:: The data ::
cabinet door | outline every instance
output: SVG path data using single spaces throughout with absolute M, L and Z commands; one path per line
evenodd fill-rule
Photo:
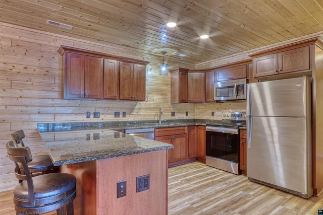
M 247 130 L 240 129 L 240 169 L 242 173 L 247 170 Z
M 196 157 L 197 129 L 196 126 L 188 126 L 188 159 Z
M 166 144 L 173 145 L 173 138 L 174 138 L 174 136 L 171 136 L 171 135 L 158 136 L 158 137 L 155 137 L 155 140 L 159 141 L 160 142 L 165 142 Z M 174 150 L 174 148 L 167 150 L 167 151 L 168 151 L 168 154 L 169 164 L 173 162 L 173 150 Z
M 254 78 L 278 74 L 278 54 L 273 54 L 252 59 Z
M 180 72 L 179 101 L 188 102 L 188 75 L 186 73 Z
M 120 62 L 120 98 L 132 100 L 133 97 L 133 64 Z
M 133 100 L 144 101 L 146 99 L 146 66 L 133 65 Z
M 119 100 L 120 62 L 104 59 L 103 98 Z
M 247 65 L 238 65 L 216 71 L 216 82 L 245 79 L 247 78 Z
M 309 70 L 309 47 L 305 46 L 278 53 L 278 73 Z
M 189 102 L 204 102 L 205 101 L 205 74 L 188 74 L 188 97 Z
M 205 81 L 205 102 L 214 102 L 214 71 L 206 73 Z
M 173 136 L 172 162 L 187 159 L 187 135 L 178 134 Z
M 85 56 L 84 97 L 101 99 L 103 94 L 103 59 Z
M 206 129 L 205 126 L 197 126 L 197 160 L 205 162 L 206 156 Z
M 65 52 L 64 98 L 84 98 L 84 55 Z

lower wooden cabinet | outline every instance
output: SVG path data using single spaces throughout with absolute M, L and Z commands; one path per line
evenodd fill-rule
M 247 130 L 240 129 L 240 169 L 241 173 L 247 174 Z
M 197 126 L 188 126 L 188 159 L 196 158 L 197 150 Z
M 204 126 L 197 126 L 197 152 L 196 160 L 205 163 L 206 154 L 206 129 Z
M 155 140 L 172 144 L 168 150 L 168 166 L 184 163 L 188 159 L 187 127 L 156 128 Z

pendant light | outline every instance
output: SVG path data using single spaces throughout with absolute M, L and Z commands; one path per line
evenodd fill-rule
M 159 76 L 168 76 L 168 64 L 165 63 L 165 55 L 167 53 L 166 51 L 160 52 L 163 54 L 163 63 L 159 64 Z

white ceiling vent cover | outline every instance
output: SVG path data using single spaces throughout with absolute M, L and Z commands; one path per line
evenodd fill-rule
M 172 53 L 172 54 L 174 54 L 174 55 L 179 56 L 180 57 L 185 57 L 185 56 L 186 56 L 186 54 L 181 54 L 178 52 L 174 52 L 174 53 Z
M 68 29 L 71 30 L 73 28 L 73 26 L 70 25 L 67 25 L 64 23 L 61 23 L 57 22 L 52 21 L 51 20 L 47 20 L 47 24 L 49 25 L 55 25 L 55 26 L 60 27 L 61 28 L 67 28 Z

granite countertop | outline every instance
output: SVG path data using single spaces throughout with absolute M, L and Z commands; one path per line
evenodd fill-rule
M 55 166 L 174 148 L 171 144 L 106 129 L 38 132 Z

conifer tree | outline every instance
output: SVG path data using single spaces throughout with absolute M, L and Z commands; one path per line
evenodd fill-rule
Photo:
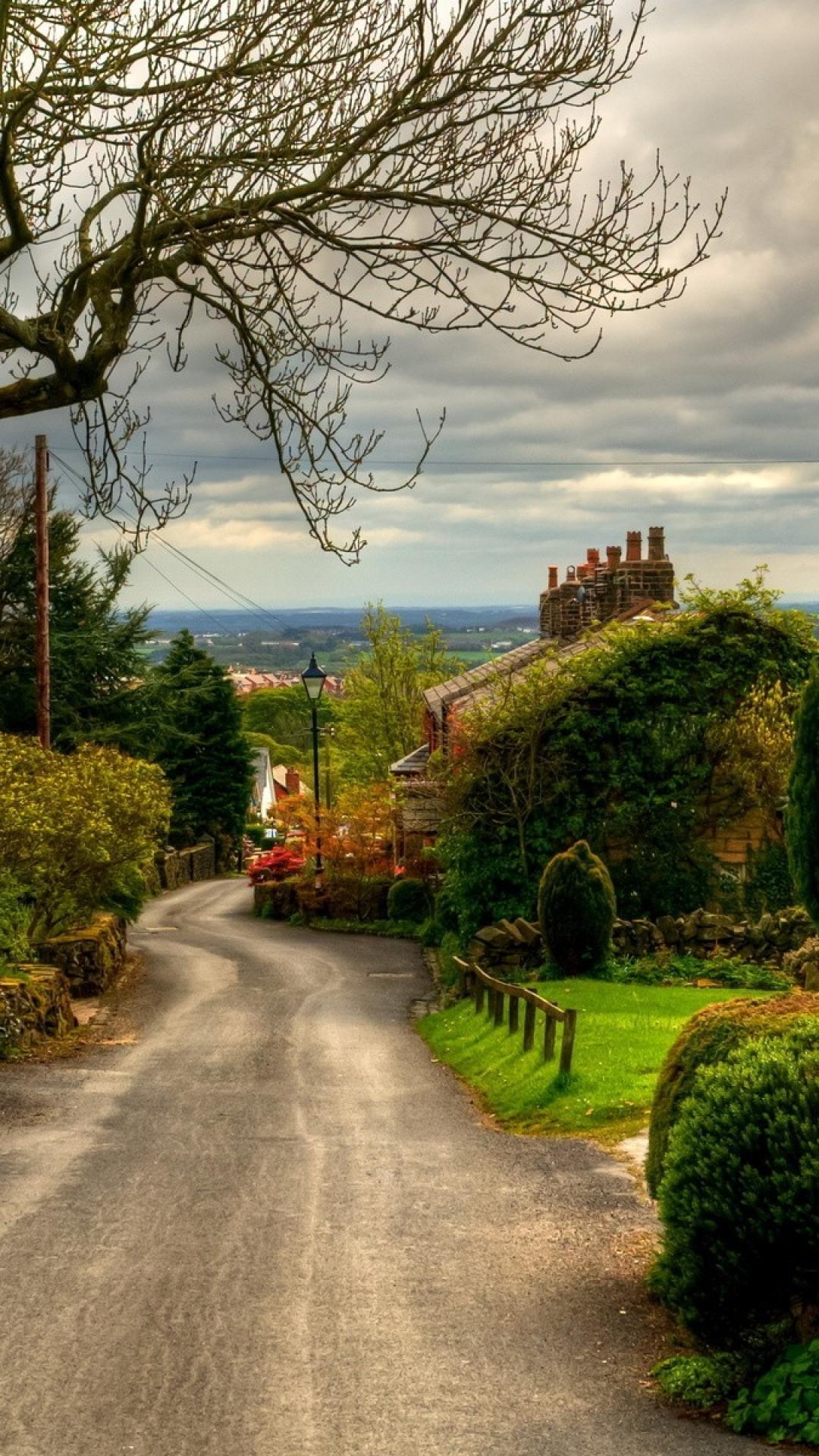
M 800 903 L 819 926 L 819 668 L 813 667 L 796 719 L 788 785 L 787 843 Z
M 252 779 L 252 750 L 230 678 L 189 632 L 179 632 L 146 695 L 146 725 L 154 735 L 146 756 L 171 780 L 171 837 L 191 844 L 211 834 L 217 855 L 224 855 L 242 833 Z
:::
:: The data ::
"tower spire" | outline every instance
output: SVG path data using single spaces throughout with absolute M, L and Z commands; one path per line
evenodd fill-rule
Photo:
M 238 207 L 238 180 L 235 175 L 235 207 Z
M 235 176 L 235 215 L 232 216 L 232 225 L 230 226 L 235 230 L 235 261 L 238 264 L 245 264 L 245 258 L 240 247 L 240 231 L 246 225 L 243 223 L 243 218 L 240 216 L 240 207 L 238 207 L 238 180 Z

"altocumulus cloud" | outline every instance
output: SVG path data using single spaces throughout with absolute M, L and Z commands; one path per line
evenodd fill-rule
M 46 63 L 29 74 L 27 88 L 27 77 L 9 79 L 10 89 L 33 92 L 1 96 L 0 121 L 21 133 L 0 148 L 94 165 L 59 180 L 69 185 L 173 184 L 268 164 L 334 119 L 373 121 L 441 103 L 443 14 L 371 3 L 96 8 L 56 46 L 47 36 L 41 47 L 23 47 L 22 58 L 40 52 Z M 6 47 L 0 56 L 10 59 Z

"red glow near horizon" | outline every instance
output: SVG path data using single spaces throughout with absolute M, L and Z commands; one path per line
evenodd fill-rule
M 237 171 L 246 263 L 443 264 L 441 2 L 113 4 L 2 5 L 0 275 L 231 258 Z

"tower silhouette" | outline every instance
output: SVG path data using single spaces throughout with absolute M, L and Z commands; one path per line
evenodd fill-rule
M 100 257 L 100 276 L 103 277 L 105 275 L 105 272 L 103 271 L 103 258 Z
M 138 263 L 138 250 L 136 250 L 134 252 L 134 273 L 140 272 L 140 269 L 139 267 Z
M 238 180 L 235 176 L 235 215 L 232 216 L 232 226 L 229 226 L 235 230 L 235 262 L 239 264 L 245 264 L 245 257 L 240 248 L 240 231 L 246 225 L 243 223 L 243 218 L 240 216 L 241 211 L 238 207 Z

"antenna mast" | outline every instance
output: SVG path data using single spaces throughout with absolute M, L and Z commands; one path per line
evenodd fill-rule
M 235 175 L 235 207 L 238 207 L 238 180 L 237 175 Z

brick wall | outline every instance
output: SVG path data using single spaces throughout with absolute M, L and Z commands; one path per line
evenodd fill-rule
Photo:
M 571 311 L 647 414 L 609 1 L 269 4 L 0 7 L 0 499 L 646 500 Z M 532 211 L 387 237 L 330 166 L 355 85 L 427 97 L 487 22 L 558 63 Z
:::
**Exercise prompt**
Quote the data word for word, starting at the line containing "cabinet door | outline every instance" and ending at the line containing "M 196 157 L", with both of those lines included. Leave the pictures out.

**Correct output**
cabinet door | outline every instance
output: SVG path data using single spaces throughout with absolute M, L and Z commands; one path per line
evenodd fill-rule
Photo:
M 247 130 L 240 129 L 240 169 L 242 173 L 247 170 Z
M 196 157 L 197 129 L 196 126 L 188 126 L 188 159 Z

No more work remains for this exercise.